→ DIRECTIONS:
Quote the lines of the material exactly as they appear, starting at the line that contains "mark the region of the mossy" and ending at the line that contains "POLYGON ((200 27, 204", both included.

────

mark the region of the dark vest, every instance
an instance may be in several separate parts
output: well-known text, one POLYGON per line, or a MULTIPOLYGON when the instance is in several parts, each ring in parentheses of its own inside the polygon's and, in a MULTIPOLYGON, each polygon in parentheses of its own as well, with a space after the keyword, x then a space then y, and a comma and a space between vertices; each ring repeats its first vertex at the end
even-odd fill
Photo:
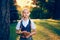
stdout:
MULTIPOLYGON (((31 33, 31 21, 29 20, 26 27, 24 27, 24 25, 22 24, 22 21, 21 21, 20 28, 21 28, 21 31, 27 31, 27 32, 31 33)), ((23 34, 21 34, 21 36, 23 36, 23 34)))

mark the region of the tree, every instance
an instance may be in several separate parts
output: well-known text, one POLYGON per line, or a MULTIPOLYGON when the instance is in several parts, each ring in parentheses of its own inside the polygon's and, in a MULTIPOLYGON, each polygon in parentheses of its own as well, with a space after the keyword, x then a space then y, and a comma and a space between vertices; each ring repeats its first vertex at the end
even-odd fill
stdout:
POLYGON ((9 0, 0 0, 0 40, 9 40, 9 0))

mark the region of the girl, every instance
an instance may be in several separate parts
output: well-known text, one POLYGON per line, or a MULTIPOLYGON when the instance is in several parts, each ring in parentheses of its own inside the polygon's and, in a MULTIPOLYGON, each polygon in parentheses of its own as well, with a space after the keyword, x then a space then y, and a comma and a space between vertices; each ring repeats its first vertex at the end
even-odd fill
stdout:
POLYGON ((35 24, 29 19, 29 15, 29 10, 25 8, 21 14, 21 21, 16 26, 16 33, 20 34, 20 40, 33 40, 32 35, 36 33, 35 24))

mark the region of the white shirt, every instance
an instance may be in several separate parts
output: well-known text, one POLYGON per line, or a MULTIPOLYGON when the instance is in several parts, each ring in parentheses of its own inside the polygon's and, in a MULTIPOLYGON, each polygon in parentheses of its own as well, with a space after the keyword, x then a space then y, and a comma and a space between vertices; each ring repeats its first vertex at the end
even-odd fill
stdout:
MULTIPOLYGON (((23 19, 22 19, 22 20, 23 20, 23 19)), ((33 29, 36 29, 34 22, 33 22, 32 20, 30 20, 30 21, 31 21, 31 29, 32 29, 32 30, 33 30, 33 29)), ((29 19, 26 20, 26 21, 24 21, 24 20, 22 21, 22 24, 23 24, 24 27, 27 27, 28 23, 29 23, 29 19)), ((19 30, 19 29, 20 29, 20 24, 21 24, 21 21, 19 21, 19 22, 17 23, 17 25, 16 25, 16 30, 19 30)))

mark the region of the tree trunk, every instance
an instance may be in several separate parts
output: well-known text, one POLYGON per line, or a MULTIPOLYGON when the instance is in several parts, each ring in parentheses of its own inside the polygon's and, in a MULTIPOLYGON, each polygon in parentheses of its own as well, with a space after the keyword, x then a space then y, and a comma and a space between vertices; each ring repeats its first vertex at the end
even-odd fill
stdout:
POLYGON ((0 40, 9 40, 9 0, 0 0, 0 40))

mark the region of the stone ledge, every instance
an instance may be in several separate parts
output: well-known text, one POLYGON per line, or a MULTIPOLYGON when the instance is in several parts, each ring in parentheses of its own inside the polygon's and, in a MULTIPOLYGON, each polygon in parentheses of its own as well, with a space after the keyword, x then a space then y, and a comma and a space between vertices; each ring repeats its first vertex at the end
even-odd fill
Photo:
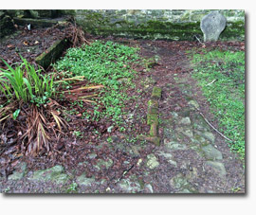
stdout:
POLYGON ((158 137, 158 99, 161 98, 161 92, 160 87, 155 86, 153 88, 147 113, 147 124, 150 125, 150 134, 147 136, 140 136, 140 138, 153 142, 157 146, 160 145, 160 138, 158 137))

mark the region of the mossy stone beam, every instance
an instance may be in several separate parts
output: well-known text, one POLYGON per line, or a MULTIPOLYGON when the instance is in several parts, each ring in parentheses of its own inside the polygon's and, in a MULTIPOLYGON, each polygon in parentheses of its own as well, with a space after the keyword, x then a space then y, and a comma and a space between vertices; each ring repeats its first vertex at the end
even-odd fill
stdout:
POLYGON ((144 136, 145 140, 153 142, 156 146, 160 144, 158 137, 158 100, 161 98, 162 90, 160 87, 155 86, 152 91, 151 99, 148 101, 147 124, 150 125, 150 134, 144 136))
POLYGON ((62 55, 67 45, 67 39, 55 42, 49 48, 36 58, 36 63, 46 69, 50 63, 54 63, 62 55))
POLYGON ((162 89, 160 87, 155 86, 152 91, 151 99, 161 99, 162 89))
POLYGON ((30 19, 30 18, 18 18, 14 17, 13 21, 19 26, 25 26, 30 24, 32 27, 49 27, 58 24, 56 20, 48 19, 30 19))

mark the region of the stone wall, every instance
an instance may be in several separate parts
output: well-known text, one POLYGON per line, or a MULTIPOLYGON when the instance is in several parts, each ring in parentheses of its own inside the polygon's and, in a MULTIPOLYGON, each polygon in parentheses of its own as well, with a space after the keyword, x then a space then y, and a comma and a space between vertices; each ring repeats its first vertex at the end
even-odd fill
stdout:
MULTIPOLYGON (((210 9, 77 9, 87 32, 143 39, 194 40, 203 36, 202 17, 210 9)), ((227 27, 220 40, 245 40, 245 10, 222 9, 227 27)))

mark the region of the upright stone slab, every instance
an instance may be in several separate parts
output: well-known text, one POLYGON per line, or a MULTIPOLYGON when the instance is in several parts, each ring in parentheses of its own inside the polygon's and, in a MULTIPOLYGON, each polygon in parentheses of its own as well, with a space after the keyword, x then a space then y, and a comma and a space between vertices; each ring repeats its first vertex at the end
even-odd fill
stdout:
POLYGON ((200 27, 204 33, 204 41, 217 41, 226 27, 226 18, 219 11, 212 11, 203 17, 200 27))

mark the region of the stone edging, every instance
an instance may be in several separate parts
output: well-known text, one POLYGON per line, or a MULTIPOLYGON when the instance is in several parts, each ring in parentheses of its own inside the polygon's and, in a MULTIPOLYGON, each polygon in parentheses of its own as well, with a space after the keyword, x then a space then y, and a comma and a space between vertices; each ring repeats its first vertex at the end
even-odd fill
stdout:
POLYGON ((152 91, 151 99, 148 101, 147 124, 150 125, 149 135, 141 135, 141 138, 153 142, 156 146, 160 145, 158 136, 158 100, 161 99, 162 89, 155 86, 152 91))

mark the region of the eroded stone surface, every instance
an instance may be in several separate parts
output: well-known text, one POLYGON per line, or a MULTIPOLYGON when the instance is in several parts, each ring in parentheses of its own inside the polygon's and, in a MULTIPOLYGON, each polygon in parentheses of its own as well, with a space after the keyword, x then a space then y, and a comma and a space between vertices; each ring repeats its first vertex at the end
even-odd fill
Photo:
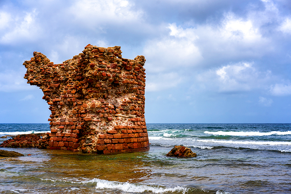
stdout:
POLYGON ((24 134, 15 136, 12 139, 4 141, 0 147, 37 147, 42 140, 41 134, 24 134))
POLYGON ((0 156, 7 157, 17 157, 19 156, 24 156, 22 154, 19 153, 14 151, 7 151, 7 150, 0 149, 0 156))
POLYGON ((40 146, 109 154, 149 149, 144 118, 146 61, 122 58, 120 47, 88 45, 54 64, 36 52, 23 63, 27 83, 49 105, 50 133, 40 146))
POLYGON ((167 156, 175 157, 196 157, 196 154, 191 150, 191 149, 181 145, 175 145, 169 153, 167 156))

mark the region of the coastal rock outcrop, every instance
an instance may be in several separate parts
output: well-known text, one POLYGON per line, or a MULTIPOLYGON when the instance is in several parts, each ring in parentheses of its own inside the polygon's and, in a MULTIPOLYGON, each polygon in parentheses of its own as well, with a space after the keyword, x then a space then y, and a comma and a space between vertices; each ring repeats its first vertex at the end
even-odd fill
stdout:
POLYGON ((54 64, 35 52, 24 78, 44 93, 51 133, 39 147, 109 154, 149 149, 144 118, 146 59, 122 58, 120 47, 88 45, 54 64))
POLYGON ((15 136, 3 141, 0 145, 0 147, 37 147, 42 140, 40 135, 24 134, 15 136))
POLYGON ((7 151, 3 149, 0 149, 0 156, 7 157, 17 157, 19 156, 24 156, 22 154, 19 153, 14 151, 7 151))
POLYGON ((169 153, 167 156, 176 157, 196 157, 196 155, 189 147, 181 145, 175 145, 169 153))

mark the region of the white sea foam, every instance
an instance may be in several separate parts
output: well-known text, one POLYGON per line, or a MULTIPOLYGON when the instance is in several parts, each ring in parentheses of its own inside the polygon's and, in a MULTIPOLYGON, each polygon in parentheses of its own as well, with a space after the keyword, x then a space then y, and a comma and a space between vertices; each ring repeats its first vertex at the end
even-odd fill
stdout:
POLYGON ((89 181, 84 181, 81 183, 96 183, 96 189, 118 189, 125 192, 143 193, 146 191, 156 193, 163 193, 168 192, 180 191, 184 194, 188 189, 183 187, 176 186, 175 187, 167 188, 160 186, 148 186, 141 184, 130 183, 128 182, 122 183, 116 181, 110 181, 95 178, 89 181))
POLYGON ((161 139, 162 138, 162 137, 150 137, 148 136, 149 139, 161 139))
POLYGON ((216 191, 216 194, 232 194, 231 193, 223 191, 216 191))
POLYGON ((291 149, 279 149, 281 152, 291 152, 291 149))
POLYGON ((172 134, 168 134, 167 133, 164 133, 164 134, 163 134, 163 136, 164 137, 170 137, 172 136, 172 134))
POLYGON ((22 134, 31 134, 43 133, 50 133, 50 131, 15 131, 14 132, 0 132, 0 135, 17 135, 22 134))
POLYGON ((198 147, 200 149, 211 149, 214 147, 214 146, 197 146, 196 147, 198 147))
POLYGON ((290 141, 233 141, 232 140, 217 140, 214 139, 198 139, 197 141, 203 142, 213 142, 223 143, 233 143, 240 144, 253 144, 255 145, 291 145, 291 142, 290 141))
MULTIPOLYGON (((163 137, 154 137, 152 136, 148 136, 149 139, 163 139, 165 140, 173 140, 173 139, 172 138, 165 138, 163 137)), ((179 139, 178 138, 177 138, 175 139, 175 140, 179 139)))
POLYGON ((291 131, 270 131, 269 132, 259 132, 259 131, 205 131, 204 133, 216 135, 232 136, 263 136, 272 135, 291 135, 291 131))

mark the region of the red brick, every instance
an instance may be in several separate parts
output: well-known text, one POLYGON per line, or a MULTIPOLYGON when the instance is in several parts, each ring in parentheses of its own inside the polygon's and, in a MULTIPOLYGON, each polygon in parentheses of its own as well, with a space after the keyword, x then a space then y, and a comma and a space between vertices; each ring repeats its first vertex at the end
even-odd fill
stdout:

────

→ RESULT BELOW:
mark the region of the mossy stone beam, every instance
an instance may be in several separate parts
output: well-known text, one POLYGON per line, or a MULTIPOLYGON when the instance is in several parts, each ring in parentheses of its own inside the polygon's and, in a MULTIPOLYGON, each polygon in parentheses of its own as well, with a space after the keyword, x then a space then y, and a comma and a space between vertices; each ring repeats its first vertex at the end
even-odd fill
stdout:
POLYGON ((144 136, 145 140, 153 142, 156 146, 160 144, 158 137, 158 100, 161 98, 162 90, 160 87, 155 86, 152 91, 151 99, 148 101, 147 124, 150 125, 150 134, 144 136))
POLYGON ((62 55, 67 45, 67 39, 55 42, 49 48, 36 58, 36 63, 46 69, 50 63, 54 63, 62 55))
POLYGON ((162 89, 160 87, 155 86, 152 91, 151 99, 161 99, 162 89))
POLYGON ((30 19, 30 18, 18 18, 14 17, 13 21, 19 26, 25 26, 30 24, 32 27, 49 27, 58 24, 56 20, 48 19, 30 19))

mark the region of the stone wall, every instance
an instance may be in several separate parts
output: well-known text, one POLYGON per line, or a MULTIPOLYGON when the instance is in several parts, each ring in parentheses of its own inside the polygon's and, in a MULTIPOLYGON, each polygon in parentheses of its own as well, with a space after the keyword, x then a space then y, and a comma and a space between vertices; each ring repeats its first vertex at the end
even-odd fill
stdout:
MULTIPOLYGON (((210 9, 77 9, 87 32, 143 39, 194 40, 203 36, 202 17, 210 9)), ((227 27, 220 40, 245 40, 245 10, 222 9, 227 27)))

mark the region of the upright stone slab, every instance
an instance may be in several separate parts
output: well-known text, one POLYGON per line, or a MULTIPOLYGON when the instance is in several parts, each ring in parentheses of its own inside the polygon's and, in a MULTIPOLYGON, each polygon in parentheses of its own as well, with a space after the keyword, x then a space then y, and a comma and a space between vertices; each ring repeats its first vertex at the end
even-odd fill
stdout:
POLYGON ((200 27, 204 33, 204 41, 217 41, 226 27, 226 18, 219 11, 212 11, 203 17, 200 27))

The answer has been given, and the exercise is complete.